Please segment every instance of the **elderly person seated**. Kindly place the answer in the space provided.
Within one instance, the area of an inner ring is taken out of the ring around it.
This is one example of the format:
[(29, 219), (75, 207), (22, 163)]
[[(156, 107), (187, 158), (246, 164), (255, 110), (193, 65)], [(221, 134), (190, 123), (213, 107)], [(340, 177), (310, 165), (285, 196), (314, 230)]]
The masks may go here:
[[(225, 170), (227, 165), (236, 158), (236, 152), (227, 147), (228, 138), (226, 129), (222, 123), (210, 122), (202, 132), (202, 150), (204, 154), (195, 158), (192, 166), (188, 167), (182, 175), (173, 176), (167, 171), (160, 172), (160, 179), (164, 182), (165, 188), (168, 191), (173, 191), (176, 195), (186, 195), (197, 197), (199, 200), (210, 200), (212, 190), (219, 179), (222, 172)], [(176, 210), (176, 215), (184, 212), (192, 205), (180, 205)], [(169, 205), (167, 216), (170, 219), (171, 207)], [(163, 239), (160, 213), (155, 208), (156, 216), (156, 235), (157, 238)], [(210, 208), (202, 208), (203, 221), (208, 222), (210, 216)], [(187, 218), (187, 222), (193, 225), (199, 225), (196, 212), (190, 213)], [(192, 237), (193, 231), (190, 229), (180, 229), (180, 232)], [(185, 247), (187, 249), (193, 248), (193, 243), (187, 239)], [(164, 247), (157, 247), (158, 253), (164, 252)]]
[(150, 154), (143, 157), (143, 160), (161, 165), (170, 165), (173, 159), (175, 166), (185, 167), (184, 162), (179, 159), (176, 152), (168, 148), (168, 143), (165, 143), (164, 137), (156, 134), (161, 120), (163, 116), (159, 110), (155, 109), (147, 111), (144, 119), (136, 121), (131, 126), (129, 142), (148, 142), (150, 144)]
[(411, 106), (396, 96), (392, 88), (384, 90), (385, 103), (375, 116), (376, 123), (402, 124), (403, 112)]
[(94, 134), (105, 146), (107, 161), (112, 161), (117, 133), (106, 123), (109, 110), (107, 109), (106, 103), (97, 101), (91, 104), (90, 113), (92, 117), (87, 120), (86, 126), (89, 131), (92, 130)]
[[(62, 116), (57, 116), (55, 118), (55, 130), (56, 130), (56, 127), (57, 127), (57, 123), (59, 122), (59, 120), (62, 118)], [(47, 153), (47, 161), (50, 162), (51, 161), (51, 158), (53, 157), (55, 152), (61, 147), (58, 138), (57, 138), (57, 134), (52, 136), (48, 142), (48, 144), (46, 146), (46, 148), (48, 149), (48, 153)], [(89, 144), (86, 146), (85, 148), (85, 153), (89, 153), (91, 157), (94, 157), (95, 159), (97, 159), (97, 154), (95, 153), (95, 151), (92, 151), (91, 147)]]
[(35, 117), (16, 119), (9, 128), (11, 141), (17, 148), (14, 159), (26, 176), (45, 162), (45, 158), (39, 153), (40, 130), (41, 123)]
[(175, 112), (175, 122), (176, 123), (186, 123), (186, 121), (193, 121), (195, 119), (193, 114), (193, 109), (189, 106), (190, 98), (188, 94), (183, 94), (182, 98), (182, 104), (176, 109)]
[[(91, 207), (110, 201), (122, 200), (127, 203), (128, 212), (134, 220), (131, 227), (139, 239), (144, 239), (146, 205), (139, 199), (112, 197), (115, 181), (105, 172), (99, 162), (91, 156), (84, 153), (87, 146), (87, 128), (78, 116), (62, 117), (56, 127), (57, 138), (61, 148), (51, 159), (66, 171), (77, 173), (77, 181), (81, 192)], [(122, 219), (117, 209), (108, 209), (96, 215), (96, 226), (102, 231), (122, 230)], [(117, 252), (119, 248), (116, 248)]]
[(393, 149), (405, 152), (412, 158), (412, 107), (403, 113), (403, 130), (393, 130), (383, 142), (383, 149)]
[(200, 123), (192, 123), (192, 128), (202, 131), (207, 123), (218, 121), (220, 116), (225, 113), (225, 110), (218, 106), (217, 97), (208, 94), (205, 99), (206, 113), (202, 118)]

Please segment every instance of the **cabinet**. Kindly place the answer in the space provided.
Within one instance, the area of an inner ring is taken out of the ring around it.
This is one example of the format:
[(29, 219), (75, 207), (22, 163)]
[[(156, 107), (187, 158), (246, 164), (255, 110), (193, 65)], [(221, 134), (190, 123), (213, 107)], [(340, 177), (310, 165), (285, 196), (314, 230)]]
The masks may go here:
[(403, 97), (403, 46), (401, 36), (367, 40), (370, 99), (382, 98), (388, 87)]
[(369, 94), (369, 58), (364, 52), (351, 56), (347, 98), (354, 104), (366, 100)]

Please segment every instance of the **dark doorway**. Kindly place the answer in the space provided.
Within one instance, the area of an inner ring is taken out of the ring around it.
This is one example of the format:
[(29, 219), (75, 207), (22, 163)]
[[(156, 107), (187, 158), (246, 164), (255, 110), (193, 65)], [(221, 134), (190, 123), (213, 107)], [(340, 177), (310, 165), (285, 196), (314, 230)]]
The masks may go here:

---

*Work required:*
List each line of the records above that contains the word "segment". Case counts.

*Final result:*
Please segment every instance of the **elderly person seated**. Kindly place the answer in the space provided.
Please segment every instance of the **cabinet**. Kindly place the answer in the space provided.
Please segment every instance of the **dark doorway**. Kindly place the answer in the space provided.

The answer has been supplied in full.